WHAT THE TASK ASKS: Pull out of the data below the stretch of lines bounded by the one containing "For a safety inspection report, we need the tiny" and the one containing "For a safety inspection report, we need the pinkish-brown", both bounds included, unchanged.

=== DATA FOR THE TASK ===

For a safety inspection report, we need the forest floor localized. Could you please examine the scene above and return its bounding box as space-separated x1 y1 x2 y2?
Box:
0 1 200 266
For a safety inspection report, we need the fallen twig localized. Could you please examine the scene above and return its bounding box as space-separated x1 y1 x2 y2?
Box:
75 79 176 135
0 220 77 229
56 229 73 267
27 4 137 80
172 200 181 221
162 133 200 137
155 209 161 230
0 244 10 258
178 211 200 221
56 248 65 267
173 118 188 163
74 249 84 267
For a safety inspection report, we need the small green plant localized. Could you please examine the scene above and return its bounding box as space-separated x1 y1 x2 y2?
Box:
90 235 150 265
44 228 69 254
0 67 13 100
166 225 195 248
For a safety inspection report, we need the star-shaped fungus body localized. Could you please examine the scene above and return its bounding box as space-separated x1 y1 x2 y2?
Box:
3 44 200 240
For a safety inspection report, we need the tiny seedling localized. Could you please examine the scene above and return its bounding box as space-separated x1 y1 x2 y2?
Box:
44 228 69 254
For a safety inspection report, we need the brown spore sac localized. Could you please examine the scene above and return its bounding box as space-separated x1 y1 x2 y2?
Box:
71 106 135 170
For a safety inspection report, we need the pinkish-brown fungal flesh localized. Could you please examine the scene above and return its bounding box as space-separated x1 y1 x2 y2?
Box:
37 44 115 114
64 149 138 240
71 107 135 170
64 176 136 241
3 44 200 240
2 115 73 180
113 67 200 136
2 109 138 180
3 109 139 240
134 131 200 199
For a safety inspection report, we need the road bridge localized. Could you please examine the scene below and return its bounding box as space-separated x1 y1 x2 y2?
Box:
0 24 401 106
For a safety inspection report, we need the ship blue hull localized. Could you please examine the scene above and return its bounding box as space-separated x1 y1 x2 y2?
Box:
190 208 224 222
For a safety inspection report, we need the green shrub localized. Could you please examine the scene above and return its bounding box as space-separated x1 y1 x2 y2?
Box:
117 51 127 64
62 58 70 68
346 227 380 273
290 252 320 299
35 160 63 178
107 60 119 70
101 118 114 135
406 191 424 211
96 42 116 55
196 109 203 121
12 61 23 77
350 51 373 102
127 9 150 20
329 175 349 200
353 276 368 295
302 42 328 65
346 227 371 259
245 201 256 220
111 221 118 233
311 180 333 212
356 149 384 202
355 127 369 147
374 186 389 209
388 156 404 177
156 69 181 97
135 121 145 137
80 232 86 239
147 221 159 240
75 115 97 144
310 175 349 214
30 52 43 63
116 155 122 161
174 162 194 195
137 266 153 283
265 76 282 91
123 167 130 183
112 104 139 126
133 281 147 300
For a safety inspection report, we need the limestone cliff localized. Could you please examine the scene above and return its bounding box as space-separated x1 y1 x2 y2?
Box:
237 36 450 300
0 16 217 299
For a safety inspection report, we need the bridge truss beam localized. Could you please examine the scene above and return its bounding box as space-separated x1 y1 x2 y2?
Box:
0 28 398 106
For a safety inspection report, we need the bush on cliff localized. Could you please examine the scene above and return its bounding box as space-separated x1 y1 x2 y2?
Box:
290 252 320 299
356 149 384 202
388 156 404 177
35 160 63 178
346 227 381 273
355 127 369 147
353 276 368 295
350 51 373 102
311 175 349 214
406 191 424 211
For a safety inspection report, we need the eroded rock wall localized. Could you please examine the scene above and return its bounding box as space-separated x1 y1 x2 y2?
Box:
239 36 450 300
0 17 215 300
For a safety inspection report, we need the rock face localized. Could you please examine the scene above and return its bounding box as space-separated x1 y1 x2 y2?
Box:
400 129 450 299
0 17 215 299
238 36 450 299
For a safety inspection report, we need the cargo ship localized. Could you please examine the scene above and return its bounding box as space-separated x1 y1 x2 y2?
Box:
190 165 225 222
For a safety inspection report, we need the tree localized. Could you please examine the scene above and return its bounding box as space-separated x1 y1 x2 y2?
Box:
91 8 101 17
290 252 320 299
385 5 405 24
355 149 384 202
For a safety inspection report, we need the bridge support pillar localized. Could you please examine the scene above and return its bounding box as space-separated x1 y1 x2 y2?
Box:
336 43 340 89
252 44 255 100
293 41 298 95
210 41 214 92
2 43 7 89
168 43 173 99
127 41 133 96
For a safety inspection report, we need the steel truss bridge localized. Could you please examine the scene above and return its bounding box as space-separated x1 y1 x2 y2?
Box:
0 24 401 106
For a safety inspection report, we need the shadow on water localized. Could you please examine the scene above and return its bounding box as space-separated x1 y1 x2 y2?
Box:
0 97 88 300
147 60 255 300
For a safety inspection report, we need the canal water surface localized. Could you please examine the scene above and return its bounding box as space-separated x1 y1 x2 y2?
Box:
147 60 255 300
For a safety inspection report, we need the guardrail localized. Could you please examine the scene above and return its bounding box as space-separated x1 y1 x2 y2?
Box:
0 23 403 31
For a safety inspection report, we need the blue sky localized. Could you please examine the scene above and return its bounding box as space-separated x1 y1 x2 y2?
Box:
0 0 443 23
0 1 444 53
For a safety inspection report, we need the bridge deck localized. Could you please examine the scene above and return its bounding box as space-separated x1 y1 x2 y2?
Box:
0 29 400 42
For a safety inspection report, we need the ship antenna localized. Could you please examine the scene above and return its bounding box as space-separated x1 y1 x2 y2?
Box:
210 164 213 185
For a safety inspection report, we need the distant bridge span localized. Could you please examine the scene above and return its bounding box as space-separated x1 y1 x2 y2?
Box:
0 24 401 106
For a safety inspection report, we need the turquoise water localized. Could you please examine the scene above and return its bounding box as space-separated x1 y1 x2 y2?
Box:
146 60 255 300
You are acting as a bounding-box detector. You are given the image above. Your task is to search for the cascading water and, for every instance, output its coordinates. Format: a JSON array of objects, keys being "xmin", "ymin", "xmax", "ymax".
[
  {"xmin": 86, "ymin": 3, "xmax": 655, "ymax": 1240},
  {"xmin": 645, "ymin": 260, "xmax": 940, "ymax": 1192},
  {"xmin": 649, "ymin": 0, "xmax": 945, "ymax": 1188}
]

===
=== DATA FOR THE TASK ===

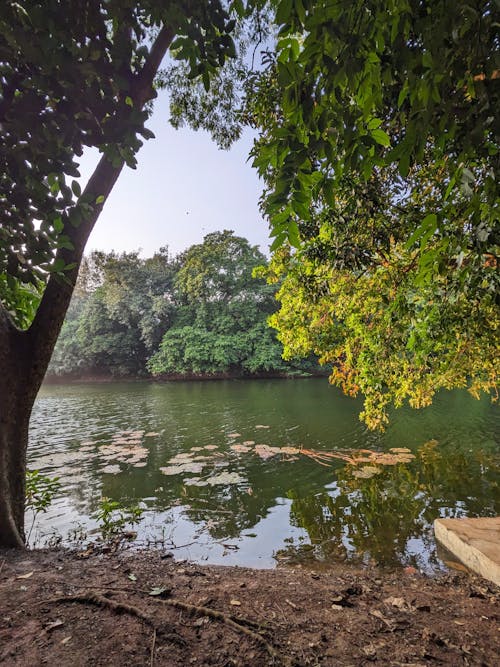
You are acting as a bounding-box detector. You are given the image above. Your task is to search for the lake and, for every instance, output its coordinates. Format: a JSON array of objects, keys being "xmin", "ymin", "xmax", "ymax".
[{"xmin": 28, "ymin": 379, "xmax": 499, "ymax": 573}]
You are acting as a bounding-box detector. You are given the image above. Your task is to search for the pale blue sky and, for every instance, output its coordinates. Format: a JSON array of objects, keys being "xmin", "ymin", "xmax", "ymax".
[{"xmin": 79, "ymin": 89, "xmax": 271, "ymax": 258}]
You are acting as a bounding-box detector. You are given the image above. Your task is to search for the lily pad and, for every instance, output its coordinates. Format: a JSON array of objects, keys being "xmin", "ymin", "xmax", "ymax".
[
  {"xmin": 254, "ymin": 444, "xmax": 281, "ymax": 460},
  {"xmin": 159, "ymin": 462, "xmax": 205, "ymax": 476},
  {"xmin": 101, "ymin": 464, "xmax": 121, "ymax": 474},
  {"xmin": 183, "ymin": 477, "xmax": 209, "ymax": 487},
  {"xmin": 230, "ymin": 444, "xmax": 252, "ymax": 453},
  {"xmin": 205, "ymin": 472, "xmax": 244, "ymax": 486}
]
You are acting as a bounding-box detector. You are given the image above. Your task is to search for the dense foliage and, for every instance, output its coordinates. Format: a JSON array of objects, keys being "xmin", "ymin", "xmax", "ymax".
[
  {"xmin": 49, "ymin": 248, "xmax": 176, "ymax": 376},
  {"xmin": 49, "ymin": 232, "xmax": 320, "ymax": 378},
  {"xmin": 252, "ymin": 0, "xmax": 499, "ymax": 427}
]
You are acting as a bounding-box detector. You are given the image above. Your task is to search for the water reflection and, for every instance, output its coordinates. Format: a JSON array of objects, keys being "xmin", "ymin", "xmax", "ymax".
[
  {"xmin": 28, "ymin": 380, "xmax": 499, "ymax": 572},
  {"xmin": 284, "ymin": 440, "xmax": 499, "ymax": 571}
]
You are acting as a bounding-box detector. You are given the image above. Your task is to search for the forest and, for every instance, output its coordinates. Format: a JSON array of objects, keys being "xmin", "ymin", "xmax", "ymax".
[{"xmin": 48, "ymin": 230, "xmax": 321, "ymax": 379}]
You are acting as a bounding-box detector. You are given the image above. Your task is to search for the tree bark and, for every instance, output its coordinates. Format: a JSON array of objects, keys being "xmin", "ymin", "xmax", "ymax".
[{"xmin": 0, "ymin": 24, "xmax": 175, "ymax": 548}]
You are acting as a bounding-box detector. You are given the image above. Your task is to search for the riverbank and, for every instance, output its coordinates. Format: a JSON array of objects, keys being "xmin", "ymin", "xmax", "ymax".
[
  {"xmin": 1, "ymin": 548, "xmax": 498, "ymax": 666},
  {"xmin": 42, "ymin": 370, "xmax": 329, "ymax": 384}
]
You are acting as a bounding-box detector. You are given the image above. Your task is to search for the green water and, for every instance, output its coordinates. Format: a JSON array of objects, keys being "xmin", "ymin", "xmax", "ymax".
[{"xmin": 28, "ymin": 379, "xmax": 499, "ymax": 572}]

===
=== DATA FOR THE TASK ===

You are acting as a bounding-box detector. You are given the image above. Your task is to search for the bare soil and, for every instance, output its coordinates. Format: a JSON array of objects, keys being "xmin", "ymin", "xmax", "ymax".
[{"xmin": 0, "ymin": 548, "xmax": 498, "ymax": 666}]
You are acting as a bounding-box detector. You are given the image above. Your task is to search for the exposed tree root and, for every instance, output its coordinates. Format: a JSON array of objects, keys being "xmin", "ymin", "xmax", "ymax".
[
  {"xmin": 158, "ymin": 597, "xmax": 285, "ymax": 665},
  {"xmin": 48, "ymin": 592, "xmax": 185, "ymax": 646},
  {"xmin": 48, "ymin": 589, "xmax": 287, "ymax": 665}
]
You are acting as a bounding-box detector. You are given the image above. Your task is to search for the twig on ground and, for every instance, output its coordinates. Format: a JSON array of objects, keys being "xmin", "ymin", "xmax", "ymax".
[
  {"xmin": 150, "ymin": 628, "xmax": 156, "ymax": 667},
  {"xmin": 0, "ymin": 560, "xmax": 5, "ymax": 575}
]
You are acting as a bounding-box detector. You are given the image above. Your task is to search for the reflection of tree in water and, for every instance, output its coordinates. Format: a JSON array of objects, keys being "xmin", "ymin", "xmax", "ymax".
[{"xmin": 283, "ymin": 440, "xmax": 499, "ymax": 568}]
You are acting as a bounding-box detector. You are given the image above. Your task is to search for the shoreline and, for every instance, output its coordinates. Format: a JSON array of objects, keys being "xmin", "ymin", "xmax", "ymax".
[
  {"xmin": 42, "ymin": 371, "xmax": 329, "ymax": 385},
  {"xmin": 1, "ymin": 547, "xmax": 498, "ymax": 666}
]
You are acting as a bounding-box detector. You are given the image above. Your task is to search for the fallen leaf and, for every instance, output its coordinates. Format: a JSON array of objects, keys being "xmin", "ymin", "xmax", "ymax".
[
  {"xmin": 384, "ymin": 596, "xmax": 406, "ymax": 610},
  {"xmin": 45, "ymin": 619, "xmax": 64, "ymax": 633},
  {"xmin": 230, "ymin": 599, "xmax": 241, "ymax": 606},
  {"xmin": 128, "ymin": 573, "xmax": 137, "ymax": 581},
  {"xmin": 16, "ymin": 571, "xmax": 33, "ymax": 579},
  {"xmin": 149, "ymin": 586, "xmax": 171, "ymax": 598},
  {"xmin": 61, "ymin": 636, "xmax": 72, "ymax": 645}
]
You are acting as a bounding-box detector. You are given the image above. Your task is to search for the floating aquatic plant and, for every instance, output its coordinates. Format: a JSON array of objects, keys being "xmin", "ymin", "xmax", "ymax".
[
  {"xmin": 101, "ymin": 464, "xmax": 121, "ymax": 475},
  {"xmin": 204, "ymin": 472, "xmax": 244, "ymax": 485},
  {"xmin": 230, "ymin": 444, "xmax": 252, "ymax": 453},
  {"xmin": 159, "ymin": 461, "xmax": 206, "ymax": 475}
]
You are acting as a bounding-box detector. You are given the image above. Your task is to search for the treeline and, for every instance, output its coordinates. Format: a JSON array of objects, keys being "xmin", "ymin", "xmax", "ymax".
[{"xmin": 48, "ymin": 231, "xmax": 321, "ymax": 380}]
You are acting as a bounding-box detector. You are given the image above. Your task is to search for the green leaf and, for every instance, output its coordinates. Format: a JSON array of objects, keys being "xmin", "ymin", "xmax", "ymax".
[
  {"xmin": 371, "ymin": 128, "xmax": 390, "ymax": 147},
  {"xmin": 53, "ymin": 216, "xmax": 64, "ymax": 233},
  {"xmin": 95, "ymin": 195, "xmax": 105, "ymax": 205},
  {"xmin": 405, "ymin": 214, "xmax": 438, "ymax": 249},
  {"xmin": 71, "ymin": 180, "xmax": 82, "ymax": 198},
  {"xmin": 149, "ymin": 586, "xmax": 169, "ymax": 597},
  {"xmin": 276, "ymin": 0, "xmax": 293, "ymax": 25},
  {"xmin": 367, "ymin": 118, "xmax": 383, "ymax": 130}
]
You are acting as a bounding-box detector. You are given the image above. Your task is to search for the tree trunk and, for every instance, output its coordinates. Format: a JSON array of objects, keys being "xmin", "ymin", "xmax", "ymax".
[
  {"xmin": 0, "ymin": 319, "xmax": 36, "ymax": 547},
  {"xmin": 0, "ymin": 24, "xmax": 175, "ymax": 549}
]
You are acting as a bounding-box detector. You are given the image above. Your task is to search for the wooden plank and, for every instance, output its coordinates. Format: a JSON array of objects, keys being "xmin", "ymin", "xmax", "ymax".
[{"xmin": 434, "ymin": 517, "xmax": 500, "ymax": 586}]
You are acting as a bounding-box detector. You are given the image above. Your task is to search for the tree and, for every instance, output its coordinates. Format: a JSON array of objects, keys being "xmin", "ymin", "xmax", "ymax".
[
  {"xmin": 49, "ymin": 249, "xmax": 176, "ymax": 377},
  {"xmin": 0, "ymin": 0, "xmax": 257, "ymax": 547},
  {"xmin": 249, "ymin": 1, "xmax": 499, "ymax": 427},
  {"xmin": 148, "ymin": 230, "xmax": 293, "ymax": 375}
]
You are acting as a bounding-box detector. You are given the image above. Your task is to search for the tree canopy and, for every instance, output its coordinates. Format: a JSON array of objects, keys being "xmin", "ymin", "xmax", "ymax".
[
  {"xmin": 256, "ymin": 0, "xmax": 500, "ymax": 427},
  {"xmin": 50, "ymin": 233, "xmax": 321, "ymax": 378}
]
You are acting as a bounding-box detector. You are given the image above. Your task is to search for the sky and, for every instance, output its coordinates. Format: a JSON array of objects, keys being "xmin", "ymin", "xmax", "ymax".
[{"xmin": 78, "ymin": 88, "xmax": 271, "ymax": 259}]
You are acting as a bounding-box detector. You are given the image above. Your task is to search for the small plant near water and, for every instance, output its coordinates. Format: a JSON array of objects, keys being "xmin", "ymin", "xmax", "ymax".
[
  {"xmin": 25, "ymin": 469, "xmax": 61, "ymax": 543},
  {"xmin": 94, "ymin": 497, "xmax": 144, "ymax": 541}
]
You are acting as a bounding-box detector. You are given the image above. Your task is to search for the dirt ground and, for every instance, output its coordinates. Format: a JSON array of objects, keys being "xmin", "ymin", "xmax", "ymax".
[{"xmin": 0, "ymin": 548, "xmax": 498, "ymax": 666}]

===

SOLUTION:
For a safety inspection report, we need the tiny seedling localized. Could you please examine the scene above and return its bounding box as space-separated x1 y1 x2 y2?
Box:
44 228 69 254
For a safety inspection report, we need the brown spore sac localized. Could you please examine the scene above and return its bounding box as space-separated x1 y1 x2 y2?
Box:
71 106 135 170
For a safety inspection report, we need the pinkish-brown fungal flesh localized. Could you please examine the scene above and return its bounding box as space-separated x1 y1 x2 y2?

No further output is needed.